▶ Short problem 1
Return the part of the SpreadsheetML passage that begins at the words "SpreadsheetML Basics" and ends after the words "a dialog sheet.", copying it word for word.

▶ Document text
....................

SpreadsheetML Basics
workbook
A SpreadsheetML document is described at the top level by a workbook part ( /xl/workbook.xml ). The type of the work book type is
http://schemas.openxmlformats.org/officeDocument/2006/relationships/officeDocument
The workbook part contains document's metadata and one or more sheets. Each sheet can be a worksheet, a chart sheet, or a dialog sheet.
Both strings and formulas are stored in shared tables to avoid redundant storage and speed file I/O's.
Sample Files
Convenient locations to download sample files are here
Implementation Strategy
Eventually, the code handling SpreadsheetML import will merge with the existing Excel binary filter. As such, the new code needs to be designed with this in mind. It's always desirable to understand how the existing binary filter works when implementing the XML filter to make the future merging work less painful.
Code Organization
Source files for handling the SpreadsheetML format are located in inc/oox/xls and source/xls under module oox. A good place to start tracing the code would be ExcelFilter::Import and follow the calls it makes.
A substream in the XML package is called "fragment", and each fragment has an associated *fragment.hxx header file. For instance, the code for loading of the workbook.xml fragment is found in workbookfragment.hxx, and so on.

....................

▶ Collected data entries
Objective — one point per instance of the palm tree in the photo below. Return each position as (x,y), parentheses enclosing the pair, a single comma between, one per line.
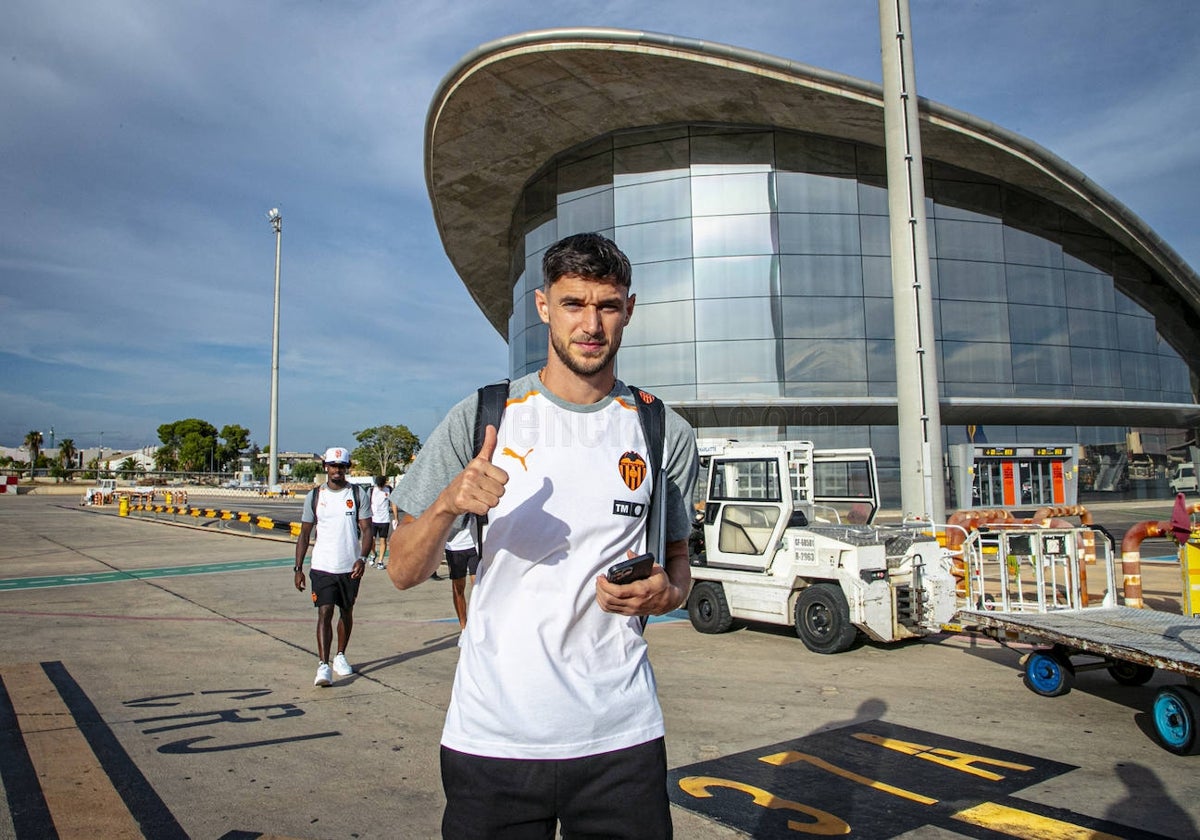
(67,454)
(34,444)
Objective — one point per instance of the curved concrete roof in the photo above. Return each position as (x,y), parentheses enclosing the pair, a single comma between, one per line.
(511,105)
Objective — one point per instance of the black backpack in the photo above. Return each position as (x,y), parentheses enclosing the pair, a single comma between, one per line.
(315,493)
(651,412)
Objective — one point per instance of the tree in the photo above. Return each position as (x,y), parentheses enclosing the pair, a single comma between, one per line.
(385,450)
(193,442)
(67,454)
(305,471)
(237,441)
(34,444)
(195,451)
(257,468)
(165,460)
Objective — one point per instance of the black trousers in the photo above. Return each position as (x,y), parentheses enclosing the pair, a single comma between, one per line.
(612,795)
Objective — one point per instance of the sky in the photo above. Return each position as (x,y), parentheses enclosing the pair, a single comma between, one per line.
(142,143)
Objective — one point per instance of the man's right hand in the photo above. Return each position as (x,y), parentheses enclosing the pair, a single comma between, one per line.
(480,485)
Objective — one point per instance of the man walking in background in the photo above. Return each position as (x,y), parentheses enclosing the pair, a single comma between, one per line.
(381,521)
(339,558)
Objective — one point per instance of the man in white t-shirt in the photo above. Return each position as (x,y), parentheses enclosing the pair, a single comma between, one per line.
(553,719)
(339,557)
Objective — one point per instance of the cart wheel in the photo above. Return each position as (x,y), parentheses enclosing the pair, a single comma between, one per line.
(707,607)
(1049,673)
(1131,673)
(1176,717)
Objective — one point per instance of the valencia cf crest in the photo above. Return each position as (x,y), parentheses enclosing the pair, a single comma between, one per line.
(633,469)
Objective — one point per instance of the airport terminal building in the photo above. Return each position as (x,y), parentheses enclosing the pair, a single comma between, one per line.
(750,195)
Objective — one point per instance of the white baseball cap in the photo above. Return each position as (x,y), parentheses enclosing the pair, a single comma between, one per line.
(336,455)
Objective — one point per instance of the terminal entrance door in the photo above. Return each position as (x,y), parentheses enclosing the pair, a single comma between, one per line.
(1033,481)
(1014,477)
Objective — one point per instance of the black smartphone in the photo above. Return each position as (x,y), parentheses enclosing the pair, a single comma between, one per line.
(634,569)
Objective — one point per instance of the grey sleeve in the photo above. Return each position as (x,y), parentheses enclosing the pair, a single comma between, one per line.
(442,457)
(681,463)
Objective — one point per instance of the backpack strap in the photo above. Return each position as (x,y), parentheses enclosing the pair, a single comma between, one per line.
(653,417)
(491,402)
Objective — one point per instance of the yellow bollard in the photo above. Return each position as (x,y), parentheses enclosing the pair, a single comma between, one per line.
(1189,565)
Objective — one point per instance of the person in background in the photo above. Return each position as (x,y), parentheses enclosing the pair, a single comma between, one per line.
(381,521)
(339,558)
(462,559)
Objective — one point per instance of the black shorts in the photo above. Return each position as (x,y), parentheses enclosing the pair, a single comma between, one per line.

....................

▶ Short problem 2
Rewrite the rows from the line that contains "Objective — one point per instance of the terminal" through the final line of the rows, including both of those lines and their requests. In each answer line, increase every x and y coordinate by 107. Give only those lines.

▶ Output 1
SpreadsheetML Basics
workbook
A SpreadsheetML document is described at the top level by a workbook part ( /xl/workbook.xml ). The type of the work book type is
http://schemas.openxmlformats.org/officeDocument/2006/relationships/officeDocument
The workbook part contains document's metadata and one or more sheets. Each sheet can be a worksheet, a chart sheet, or a dialog sheet.

▶ Output 2
Objective — one point per instance of the terminal entrance door in the photo above. Return each position as (x,y), parentheses enclosing the pair, a single comma between, one per line.
(1140,588)
(1121,584)
Objective — one point per instance of the black smartphone in the photo above. Return each position as (x,y), parentheses enclosing the pair, a single comma between, one per line.
(741,676)
Objective — one point per instance of the grey sleeve in the photo above. Return each position as (x,y), parentheses enclosing the pair, a single comma between, one per line.
(549,564)
(788,570)
Objective — one point per instance of the backpack strap in the photo above. Return each position as (x,y), parentheses enclosing the pair, a single comma between, one per line.
(760,524)
(598,509)
Objective — one point per instance of the yellow bollard in the photo above. Return each position as (x,y), parentheses enclosing the pair, a single comma between, one per line.
(1296,672)
Objective — one point per instance of the person in background in the photo above. Return each position as (x,y), parentheses enclosing the pair, a single comma between, one per line.
(488,628)
(446,665)
(569,666)
Objective — one point per instance of the black shorts in the photo above. Return each position as (x,y), parentheses enclosing the pair, a single comma between, one per line.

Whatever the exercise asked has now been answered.